(Beginning of Extracted material)

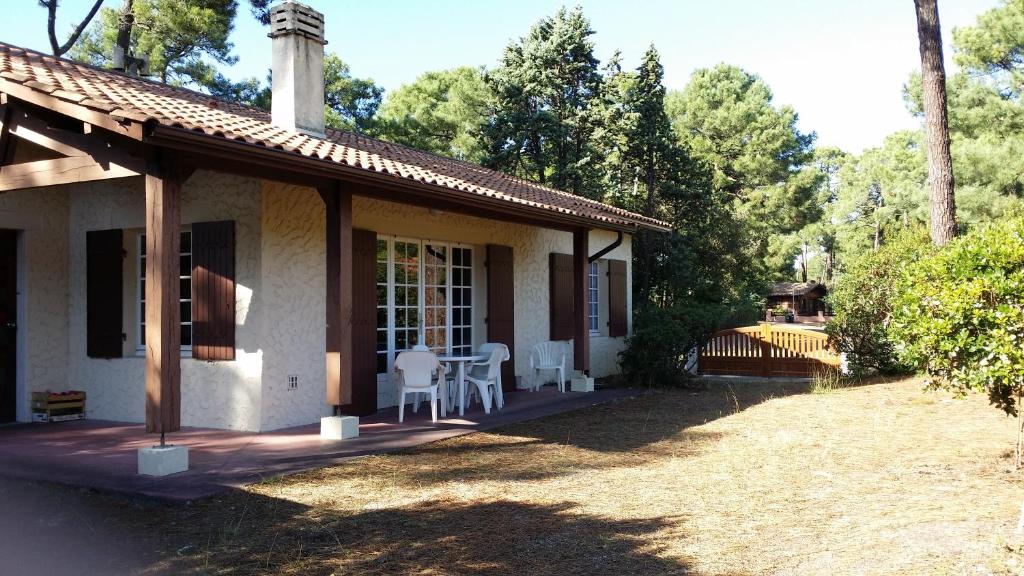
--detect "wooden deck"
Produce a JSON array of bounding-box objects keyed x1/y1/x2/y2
[{"x1": 0, "y1": 387, "x2": 636, "y2": 502}]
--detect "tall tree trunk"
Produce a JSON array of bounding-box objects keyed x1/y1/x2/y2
[
  {"x1": 914, "y1": 0, "x2": 957, "y2": 246},
  {"x1": 800, "y1": 242, "x2": 808, "y2": 283},
  {"x1": 825, "y1": 243, "x2": 834, "y2": 285},
  {"x1": 113, "y1": 0, "x2": 134, "y2": 71},
  {"x1": 645, "y1": 152, "x2": 656, "y2": 216}
]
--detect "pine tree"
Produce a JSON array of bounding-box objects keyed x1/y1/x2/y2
[
  {"x1": 914, "y1": 0, "x2": 958, "y2": 245},
  {"x1": 480, "y1": 7, "x2": 603, "y2": 198}
]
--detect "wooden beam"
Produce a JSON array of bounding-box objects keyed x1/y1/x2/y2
[
  {"x1": 572, "y1": 228, "x2": 590, "y2": 375},
  {"x1": 8, "y1": 113, "x2": 93, "y2": 157},
  {"x1": 0, "y1": 84, "x2": 145, "y2": 140},
  {"x1": 320, "y1": 182, "x2": 354, "y2": 409},
  {"x1": 0, "y1": 105, "x2": 12, "y2": 166},
  {"x1": 144, "y1": 155, "x2": 184, "y2": 434},
  {"x1": 0, "y1": 155, "x2": 141, "y2": 192}
]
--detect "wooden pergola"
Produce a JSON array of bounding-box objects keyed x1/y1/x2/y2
[{"x1": 0, "y1": 85, "x2": 630, "y2": 434}]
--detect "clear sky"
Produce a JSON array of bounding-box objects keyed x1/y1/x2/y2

(End of Extracted material)

Every record above must be copied exactly, and no picture may appear in the copy.

--detect "wooden deck"
Produce a JSON array of bounding-box objects keyed x1/y1/x2/y2
[{"x1": 0, "y1": 387, "x2": 636, "y2": 502}]
--detect "tall tree trunk"
Produce a JSON array of bounding-box objects keyed x1/y1/x2/y2
[
  {"x1": 914, "y1": 0, "x2": 957, "y2": 246},
  {"x1": 800, "y1": 242, "x2": 808, "y2": 283},
  {"x1": 825, "y1": 243, "x2": 834, "y2": 285},
  {"x1": 113, "y1": 0, "x2": 134, "y2": 71},
  {"x1": 645, "y1": 152, "x2": 656, "y2": 216}
]
--detect "pine tree"
Produce a JSON array of bounding-box objects keyed x1/y1/x2/y2
[
  {"x1": 914, "y1": 0, "x2": 958, "y2": 245},
  {"x1": 480, "y1": 7, "x2": 603, "y2": 198}
]
--detect "wooden beam"
Produce a JSON array of bounding-box objects keyed x1/y1/x2/y2
[
  {"x1": 572, "y1": 228, "x2": 590, "y2": 375},
  {"x1": 8, "y1": 113, "x2": 93, "y2": 157},
  {"x1": 0, "y1": 84, "x2": 145, "y2": 140},
  {"x1": 320, "y1": 182, "x2": 354, "y2": 409},
  {"x1": 0, "y1": 105, "x2": 12, "y2": 166},
  {"x1": 144, "y1": 155, "x2": 184, "y2": 434},
  {"x1": 0, "y1": 155, "x2": 141, "y2": 192}
]
--detect "wooden pergola"
Produce a JSON array of bounding-box objects keyed x1/y1/x2/y2
[{"x1": 0, "y1": 85, "x2": 630, "y2": 434}]
--detect "clear sky"
Produce a JSON array of bounding-box objects keyed x1/y1/x2/y2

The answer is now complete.